▸ SUPPLIED RECORDS:
•••••

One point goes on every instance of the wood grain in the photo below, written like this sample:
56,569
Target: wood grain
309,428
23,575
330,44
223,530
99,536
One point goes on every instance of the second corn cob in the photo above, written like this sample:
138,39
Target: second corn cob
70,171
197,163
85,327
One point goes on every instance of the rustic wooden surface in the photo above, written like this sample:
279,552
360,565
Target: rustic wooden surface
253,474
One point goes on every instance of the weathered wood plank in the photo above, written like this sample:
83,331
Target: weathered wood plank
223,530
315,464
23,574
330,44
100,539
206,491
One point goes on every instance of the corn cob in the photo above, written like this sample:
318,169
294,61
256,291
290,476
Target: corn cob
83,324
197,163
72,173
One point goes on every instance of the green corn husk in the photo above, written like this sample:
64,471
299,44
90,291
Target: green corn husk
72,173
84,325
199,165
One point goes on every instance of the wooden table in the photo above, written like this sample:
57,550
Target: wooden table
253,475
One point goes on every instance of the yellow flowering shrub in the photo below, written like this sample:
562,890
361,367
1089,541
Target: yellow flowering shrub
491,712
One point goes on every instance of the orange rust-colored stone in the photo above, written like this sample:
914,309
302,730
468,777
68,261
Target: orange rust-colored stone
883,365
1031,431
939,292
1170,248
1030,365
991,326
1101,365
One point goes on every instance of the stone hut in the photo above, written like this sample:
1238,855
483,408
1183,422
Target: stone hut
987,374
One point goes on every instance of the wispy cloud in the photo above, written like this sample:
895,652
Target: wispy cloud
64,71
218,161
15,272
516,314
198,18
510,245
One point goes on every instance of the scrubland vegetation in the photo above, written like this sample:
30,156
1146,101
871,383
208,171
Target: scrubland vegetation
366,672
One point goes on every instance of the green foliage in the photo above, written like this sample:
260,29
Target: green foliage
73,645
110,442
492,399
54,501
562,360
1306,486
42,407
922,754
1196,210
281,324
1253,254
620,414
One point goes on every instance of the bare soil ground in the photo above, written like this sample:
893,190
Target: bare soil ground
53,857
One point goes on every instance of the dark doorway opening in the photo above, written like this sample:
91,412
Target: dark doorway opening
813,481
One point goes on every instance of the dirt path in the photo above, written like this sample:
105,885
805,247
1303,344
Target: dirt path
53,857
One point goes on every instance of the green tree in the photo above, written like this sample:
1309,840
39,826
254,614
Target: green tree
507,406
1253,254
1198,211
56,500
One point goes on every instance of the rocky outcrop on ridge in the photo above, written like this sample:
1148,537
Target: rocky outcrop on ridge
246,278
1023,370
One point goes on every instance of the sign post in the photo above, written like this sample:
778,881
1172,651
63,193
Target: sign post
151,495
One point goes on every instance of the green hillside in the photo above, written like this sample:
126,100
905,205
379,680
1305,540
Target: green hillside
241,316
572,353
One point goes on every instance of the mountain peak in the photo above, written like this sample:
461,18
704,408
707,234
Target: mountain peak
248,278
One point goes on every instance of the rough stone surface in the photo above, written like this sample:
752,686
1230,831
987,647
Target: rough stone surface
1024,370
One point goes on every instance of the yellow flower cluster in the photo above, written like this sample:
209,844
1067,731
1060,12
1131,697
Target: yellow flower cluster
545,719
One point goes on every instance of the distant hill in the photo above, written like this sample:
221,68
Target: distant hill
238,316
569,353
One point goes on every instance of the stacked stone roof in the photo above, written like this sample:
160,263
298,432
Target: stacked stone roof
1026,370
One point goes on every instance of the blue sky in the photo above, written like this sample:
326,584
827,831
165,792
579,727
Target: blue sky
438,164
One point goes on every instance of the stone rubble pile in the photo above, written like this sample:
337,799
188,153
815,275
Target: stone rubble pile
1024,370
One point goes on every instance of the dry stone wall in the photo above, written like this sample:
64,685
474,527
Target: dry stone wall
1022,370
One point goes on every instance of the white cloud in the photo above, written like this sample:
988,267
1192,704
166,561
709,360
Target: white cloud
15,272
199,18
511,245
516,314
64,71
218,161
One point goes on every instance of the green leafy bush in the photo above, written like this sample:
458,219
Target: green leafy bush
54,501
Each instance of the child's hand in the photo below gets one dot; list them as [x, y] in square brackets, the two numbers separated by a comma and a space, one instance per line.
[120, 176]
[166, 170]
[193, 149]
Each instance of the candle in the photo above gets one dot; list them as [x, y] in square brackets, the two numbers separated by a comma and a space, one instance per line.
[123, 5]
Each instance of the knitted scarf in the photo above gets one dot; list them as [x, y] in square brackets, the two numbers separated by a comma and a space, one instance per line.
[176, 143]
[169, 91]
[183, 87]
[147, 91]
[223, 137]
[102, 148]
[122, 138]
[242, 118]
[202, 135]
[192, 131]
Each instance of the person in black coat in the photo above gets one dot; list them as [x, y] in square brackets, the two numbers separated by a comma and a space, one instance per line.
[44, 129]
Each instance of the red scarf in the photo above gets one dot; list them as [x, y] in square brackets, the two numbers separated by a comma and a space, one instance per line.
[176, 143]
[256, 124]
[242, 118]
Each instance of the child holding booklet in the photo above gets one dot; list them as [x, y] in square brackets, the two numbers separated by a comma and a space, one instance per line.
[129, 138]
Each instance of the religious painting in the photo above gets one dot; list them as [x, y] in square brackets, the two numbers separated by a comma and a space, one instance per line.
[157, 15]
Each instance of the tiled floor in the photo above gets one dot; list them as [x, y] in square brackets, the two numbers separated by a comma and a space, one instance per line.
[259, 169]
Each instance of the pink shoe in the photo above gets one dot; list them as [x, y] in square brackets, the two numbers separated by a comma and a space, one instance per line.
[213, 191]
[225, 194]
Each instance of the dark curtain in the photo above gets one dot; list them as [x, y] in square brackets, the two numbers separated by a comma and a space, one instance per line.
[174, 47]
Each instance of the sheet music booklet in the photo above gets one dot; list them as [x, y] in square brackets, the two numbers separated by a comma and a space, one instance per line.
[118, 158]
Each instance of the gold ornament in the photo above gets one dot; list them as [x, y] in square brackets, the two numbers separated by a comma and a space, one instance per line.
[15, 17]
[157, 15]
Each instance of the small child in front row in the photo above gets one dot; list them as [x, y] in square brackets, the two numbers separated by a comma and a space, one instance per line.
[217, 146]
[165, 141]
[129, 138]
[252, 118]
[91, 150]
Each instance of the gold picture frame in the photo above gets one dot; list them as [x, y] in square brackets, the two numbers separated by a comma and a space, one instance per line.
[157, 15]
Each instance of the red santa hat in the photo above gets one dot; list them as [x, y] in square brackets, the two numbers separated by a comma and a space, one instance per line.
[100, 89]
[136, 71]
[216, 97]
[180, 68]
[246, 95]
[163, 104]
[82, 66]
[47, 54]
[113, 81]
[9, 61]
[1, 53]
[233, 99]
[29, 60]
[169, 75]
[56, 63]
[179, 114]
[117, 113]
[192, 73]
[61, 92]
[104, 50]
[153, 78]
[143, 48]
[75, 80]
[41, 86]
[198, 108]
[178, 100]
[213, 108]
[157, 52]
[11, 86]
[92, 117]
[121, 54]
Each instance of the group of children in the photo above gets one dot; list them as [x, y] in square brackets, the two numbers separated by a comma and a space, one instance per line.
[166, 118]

•••••

Reproduce the listing above exactly, in its entirety.

▸ ANSWER FOR THE TASK:
One point goes on every instance of the wood grain in the photo below, written like this sample:
56,569
Target: wood grain
309,428
23,575
330,44
223,530
99,536
One point goes on every instance of the second corn cob in the photo above, written like this sample:
138,39
Target: second corn cob
70,171
197,163
85,327
One point goes on every instance of the rustic wooden surface in the photo above, written like this sample:
279,552
360,565
Target: rustic wooden surface
253,474
One point goes on every instance of the weathered wood plank in the photo above, written like this sample:
83,331
Target: weathered wood plank
223,530
315,464
23,574
330,44
100,539
206,491
One point goes on every instance of the corn cob in the photo above, written like this sample:
318,169
294,61
256,291
290,476
Target: corn cob
83,324
197,163
72,173
One point goes on every instance of the green corn husk in the photo above, written like this sample:
64,471
299,44
90,291
Target: green corn husk
72,173
84,325
199,165
One point goes on every instance of the wooden table in the photo above, written like this sample:
57,550
Target: wooden table
253,475
One point goes on every instance of the yellow flowering shrub in the photo below, written like this sample:
562,890
361,367
1089,541
Target: yellow flowering shrub
491,712
One point goes on every instance of the orange rust-colored stone in the photo above, written like this sample:
914,309
302,730
468,777
68,261
Target: orange rust-colored stone
883,365
1031,431
939,292
1170,248
1030,365
991,326
1101,365
One point goes on every instance of the stone hut in the photo above, written like this sample:
1238,855
483,408
1183,422
Target: stone hut
987,374
One point goes on every instance of the wispy cloud in the photo above, written like this sample:
895,652
Target: wispy cloud
64,71
218,161
15,272
516,314
198,18
510,245
One point goes on every instance of the scrubland vegetation in the photo above, written like this sample:
30,156
1146,101
871,383
208,171
Target: scrubland vegetation
366,672
One point goes on every instance of the green foliage in the photo above, written like this sample:
260,29
Target: green foliage
73,645
110,442
492,399
54,501
562,360
1306,486
42,407
922,754
1196,210
281,324
1253,254
620,414
One point goes on every instance of the bare soil ground in the photo above, written like this sample:
893,190
Target: bare soil ground
53,857
One point goes on every instance of the dark doorway opening in the photo above, written like this sample:
91,412
Target: dark doorway opening
813,481
One point goes on every instance of the dirt path in the photo above, written like this sample:
105,885
805,247
1303,344
Target: dirt path
53,857
One point goes on every instance of the green tree in the photo above, written like this sample:
1309,840
39,826
254,614
Target: green tree
507,406
1253,254
1198,211
56,500
One point goes on every instance of the rocky outcrop on ridge in the photo above, written like this sample:
1148,537
Target: rocky outcrop on ridge
246,278
1023,370
One point goes on every instance of the sign post in the photo above, written like this sample:
778,881
1172,651
63,193
Target: sign post
151,495
One point goes on every instance of the green hillside in the photo above, written like this sample:
126,100
905,205
379,680
1305,540
Target: green hillside
241,316
572,353
One point goes on every instance of the mountain peak in the photo above, written like this sample:
461,18
704,408
707,234
Target: mountain peak
248,278
One point goes on every instance of the rough stone surface in the photo above, written like this sample:
752,686
1230,831
987,647
Target: rough stone surface
1024,370
One point goes on every instance of the yellow flower cluster in the photo above, written like this sample:
209,844
1067,731
1060,12
1131,697
Target: yellow flower cluster
545,719
One point goes on every instance of the distant hill in the photo above, written like this sample:
221,68
Target: distant hill
238,316
569,353
One point goes on every instance of the stacked stone roof in the photo above, written like this sample:
160,263
298,432
Target: stacked stone roof
1026,370
One point goes on every instance of the blue sky in the photo above, written like this sample:
326,584
827,831
165,792
579,727
Target: blue sky
438,164
One point goes on every instance of the stone rubble pile in the photo above, written like this sample:
337,799
188,153
815,275
Target: stone rubble pile
1024,370
One point goes on every instance of the dry stone wall in the photo above, written like this sample:
64,685
474,527
Target: dry stone wall
1022,370
One point goes on every instance of the white cloud in the photo above, written like this sample:
988,267
1192,704
166,561
709,360
Target: white cloud
15,272
199,18
511,245
516,314
64,71
218,161
One point goes on every instance of the green leafy bush in the photo above, written like this sample:
458,219
Target: green leafy bush
54,501
Each instance of the child's hand in the photo below gets one dot; list them as [x, y] in square brackets, the two numbers separated by a comma and a space, one instance per line.
[120, 176]
[166, 170]
[193, 149]
Each instance of the candle in the photo above gets one dot; list them as [x, y] in square brackets, the two numbers separated by a comma and a space, one instance per line.
[123, 5]
Each instance of the knitted scarf in the photo above gets one dot; list them as [x, y] in square brackets, the two numbers separated by a comma and a space, one instance per line.
[176, 143]
[169, 91]
[183, 87]
[147, 91]
[223, 137]
[102, 148]
[122, 138]
[242, 118]
[202, 135]
[192, 131]
Each instance of the person in black coat in the photo above gets one dot; list them as [x, y] in square brackets, the two numbers separated by a comma and a space, one instance per line.
[44, 129]
Each instance of the red scarf in the photo above gets one dot; list them as [x, y] in square brackets, the two numbers separated by a comma and a space, one instance per line.
[176, 143]
[256, 124]
[242, 118]
Each instance of the child holding booklet in the photo above gets one dot; list them as [x, y] in square brackets, the two numbers separated by a comma and a space, one instance per line.
[129, 138]
Each instance of the religious painting in the photo above gets one dot; list them as [x, y] in square brackets, the two numbers separated by a comma and a space, one instance per line.
[157, 15]
Each instance of the tiled floor in the photo above gets one dot; list them as [x, y] in square brackets, the two numbers separated by a comma and a space, one instance per line.
[259, 169]
Each instance of the pink shoe in the photo above gets one dot; list them as [x, y] in square brackets, the two numbers separated by a comma and a space, one instance per line.
[213, 191]
[225, 194]
Each instance of the dark curtain in the photo above gets one dot; list them as [x, y] in square brackets, the two numbers separated by a comma and a space, one instance per line.
[174, 47]
Each instance of the sheet music booklet in the photo above gets one dot; list them as [x, y] in square brackets, the two numbers separated by a comma and a space, one instance per line.
[118, 158]
Each instance of the gold ornament in the photo above gets one dot; list them as [x, y] in square brackets, the two numbers separated by a comma and a space, one instance per line.
[15, 17]
[157, 15]
Each instance of the small child in front row in the photo above gets one dot; list them as [x, y] in square brackets, the two numbers separated by a comma and a space, one instance per line.
[217, 146]
[165, 141]
[129, 138]
[252, 118]
[91, 150]
Each instance of the gold picture frame in the photo above gets one dot; list them as [x, y] in square brackets, the two numbers separated by a comma and a space, one instance per line.
[157, 15]
Each instance of the red santa hat in the photo above gets one dot; list them as [x, y] in square brackets, the two numbers separated by a comma and a space, one instance per line.
[100, 89]
[136, 71]
[216, 97]
[180, 68]
[246, 95]
[163, 104]
[82, 66]
[47, 54]
[113, 81]
[9, 61]
[1, 53]
[233, 99]
[29, 60]
[169, 75]
[56, 63]
[179, 114]
[117, 113]
[192, 73]
[61, 92]
[104, 50]
[153, 78]
[143, 48]
[75, 80]
[41, 86]
[198, 108]
[178, 100]
[213, 108]
[157, 52]
[11, 86]
[92, 117]
[121, 54]
Each instance of the group of children in the photo above gets one dot; list them as [x, y] in square brackets, the two numbers separated by a comma and a space, one instance per line.
[166, 118]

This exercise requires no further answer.